OPDRACHT 1:
Beantwoord de volgende vragen aan de hand van de onderstaande tekst:
(a) Welke kabels had [het aannemersbedrijf] volgens [Geïntimeerde] getraceerd na het graven van de proefsleuven?
(b) Van welke datum is de e-mail waarnaar [Geïntimeerde] verwijst?
(c) Wat is volgens die e-mail de gele buis?

GEGEVEN TEKST:

*****

4.6 [Geïntimeerde] heeft deze stellingen betwist en aangevoerd dat [het aannemersbedrijf] alle op de tekeningen aangegeven kabels had getraceerd na het graven van de proefsleuven (memorie van antwoord, onder 5 en conclusie van antwoord, p. 2). [Geïntimeerde] verwijst verder naar een e-mail van [een medewerker van het aannemersbedrijf] van 7 mei 2008 (productie 2 bij antwoordakte). Hierin is te lezen dat de door Nuon als waterleiding aangeduide buis volgens [een medewerker van het aannemersbedrijf] een middenspanningskabel (MS) is en dat de gele buis een gasbuis is. [Geïntimeerde] heeft dit standpunt van [het aannemersbedrijf] tot het hare gemaakt.

*****

GEGEVENSLIJST:

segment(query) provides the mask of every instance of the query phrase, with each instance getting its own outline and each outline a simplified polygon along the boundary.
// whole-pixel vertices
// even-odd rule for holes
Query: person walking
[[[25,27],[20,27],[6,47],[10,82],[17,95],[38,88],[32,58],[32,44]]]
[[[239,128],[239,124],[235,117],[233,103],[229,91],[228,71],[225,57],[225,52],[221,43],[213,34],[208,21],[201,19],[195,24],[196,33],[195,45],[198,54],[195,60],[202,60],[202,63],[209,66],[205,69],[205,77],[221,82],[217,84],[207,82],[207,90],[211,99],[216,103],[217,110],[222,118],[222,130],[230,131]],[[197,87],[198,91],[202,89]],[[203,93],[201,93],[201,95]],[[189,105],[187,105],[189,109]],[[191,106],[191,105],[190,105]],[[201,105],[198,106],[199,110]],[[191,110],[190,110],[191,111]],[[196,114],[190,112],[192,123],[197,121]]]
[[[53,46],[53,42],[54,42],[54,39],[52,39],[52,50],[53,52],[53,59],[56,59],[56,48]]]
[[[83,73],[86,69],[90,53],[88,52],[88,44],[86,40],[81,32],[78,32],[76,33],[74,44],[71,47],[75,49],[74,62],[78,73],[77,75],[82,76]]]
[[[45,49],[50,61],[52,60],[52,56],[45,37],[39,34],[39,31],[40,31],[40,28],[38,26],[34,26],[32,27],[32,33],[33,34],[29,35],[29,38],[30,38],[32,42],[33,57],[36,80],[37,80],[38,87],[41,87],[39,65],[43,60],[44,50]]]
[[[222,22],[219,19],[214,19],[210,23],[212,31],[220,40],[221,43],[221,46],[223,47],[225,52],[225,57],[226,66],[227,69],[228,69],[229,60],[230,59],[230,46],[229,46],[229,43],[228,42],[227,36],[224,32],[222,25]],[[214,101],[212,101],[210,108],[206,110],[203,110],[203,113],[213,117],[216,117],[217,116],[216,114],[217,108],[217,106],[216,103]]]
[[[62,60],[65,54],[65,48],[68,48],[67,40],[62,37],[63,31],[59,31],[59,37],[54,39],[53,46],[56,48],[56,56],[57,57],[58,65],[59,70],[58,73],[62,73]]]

*****

OPDRACHT 2:
Neem de volledige lijst hierboven regel voor regel ongewijzigd over.

VOLLEDIGE UITVOER 1:
(a) Alle op de tekeningen aangegeven kabels.
(b) 7 mei 2008.
(c) Een gasbuis.

VOLLEDIGE UITVOER 2:
segment(query) provides the mask of every instance of the query phrase, with each instance getting its own outline and each outline a simplified polygon along the boundary.
// whole-pixel vertices
// even-odd rule for holes
Query: person walking
[[[25,27],[20,27],[6,47],[10,82],[17,95],[38,88],[32,58],[32,44]]]
[[[239,128],[239,124],[235,117],[233,103],[229,91],[228,71],[225,57],[225,52],[221,43],[213,34],[208,21],[201,19],[195,24],[196,33],[195,45],[198,54],[195,60],[202,60],[202,63],[209,66],[205,69],[205,77],[221,82],[217,84],[207,82],[207,90],[211,99],[216,103],[217,110],[222,118],[222,130],[230,131]],[[197,87],[198,91],[202,89]],[[203,93],[201,93],[201,95]],[[189,105],[187,105],[189,109]],[[191,106],[191,105],[190,105]],[[201,105],[198,106],[199,110]],[[191,110],[190,110],[191,111]],[[196,114],[190,112],[192,123],[197,121]]]
[[[53,46],[53,42],[54,42],[54,39],[52,39],[52,50],[53,52],[53,59],[56,59],[56,48]]]
[[[83,73],[86,69],[90,53],[88,52],[88,44],[86,40],[81,32],[78,32],[76,33],[74,44],[71,47],[75,49],[74,62],[78,73],[77,75],[82,76]]]
[[[45,49],[50,61],[52,60],[52,56],[45,37],[39,34],[39,31],[40,31],[40,28],[38,26],[34,26],[32,27],[32,33],[33,34],[29,35],[29,38],[30,38],[32,42],[33,57],[36,80],[37,80],[38,87],[41,87],[39,65],[43,60],[44,50]]]
[[[222,22],[219,19],[214,19],[210,23],[212,31],[220,40],[221,43],[221,46],[223,47],[225,52],[225,57],[226,66],[227,69],[228,69],[229,60],[230,59],[230,46],[229,46],[229,43],[228,42],[227,36],[224,32],[222,25]],[[214,101],[212,101],[210,108],[206,110],[203,110],[203,113],[213,117],[216,117],[217,116],[216,114],[217,108],[217,106],[216,103]]]
[[[62,60],[65,54],[65,48],[68,48],[67,40],[62,37],[63,31],[59,31],[59,37],[54,39],[53,46],[56,48],[56,56],[57,57],[58,65],[59,70],[58,73],[62,73]]]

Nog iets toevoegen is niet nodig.